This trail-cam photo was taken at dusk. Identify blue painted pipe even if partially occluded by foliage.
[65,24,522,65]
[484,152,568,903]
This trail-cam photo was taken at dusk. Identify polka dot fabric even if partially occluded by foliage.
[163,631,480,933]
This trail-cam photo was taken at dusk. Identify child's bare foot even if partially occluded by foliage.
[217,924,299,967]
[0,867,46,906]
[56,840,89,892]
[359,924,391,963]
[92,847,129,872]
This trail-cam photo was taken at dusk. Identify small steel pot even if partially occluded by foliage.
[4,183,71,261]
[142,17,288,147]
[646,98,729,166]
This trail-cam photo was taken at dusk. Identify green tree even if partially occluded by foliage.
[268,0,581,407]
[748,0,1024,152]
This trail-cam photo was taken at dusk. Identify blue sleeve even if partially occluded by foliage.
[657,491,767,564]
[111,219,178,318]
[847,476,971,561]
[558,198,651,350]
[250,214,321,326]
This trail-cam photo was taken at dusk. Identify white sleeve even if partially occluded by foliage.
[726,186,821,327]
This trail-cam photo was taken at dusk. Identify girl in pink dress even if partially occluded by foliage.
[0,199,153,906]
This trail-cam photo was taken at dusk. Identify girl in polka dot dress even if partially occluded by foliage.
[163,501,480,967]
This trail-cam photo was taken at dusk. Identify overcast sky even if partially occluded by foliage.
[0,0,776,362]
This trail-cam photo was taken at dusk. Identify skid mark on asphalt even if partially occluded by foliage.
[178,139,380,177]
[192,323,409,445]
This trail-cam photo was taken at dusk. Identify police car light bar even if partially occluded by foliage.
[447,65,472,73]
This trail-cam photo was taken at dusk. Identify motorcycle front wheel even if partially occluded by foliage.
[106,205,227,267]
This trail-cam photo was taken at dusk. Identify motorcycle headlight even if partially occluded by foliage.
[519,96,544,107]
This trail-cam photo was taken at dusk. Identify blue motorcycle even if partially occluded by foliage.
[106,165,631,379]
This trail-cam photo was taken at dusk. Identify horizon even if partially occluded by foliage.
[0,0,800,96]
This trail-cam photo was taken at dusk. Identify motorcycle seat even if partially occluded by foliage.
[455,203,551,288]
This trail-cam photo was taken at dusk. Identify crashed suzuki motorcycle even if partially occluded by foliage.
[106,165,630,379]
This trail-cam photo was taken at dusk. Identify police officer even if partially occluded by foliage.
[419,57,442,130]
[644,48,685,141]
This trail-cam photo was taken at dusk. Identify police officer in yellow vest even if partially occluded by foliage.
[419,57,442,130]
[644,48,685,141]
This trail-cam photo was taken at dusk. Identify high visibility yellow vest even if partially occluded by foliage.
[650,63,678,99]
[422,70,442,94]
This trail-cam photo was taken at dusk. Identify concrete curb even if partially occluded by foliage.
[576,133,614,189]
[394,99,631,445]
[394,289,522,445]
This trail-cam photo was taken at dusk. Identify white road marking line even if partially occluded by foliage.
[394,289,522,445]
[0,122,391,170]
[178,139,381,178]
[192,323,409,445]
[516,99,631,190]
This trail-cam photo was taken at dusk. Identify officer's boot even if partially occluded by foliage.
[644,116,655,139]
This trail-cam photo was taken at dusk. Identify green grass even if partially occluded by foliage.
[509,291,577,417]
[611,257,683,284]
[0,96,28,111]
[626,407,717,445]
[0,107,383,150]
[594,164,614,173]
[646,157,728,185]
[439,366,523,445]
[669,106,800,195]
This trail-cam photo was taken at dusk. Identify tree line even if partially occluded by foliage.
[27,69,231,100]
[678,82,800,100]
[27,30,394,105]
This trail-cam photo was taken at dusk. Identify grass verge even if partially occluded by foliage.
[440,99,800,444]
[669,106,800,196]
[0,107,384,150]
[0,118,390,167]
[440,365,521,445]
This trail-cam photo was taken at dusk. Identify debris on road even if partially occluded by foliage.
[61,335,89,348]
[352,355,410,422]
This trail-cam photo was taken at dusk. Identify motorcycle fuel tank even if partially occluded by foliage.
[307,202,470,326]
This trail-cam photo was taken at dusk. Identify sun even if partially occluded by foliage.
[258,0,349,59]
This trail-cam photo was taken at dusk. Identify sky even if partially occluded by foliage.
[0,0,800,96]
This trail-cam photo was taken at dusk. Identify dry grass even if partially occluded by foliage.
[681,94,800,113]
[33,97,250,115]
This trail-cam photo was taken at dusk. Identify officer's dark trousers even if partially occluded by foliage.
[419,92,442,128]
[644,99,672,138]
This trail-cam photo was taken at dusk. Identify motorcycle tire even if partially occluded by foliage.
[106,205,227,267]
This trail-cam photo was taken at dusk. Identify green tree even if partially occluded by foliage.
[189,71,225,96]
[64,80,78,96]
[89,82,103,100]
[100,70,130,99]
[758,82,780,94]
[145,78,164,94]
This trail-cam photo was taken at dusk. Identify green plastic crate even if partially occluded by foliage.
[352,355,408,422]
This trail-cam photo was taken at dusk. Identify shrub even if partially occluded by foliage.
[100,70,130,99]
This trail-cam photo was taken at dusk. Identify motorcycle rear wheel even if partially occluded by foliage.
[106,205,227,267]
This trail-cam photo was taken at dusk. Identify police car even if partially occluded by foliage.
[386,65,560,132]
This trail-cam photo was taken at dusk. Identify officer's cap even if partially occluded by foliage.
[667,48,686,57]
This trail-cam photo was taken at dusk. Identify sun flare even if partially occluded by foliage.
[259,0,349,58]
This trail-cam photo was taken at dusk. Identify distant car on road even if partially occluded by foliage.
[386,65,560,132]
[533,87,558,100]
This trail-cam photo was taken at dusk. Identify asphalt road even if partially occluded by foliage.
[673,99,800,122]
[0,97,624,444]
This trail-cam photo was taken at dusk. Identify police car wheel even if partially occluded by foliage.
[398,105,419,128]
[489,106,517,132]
####################
** What is expected **
Format the data from its first line through the line containing "[748,0,1024,152]", both included, as a numbered list with any blank lines left out.

** Solution **
1. This trail-cam photo was taken at dusk. Identify blue painted pipe even if partially occluded by foliage.
2. [65,24,522,65]
3. [484,152,568,903]
4. This trail-cam photo was taken at dusk. Identify polka dot fabric even if partially occluded by foliage.
5. [163,631,480,933]
6. This trail-cam photo was taken at dusk. Identify child's bare foot even if partially occluded by foliage.
7. [217,924,299,967]
8. [0,867,46,906]
9. [56,840,89,892]
10. [359,924,391,963]
11. [92,847,129,872]
12. This trail-cam photo was taken at dusk. Identify small steel pot even if partially occluded by foliage.
13. [4,183,71,261]
14. [142,17,288,147]
15. [646,98,729,166]
16. This trail-cam photo was taken at dusk. Identify green tree even if partially occluded by foliage.
17. [268,0,581,407]
18. [748,0,1024,152]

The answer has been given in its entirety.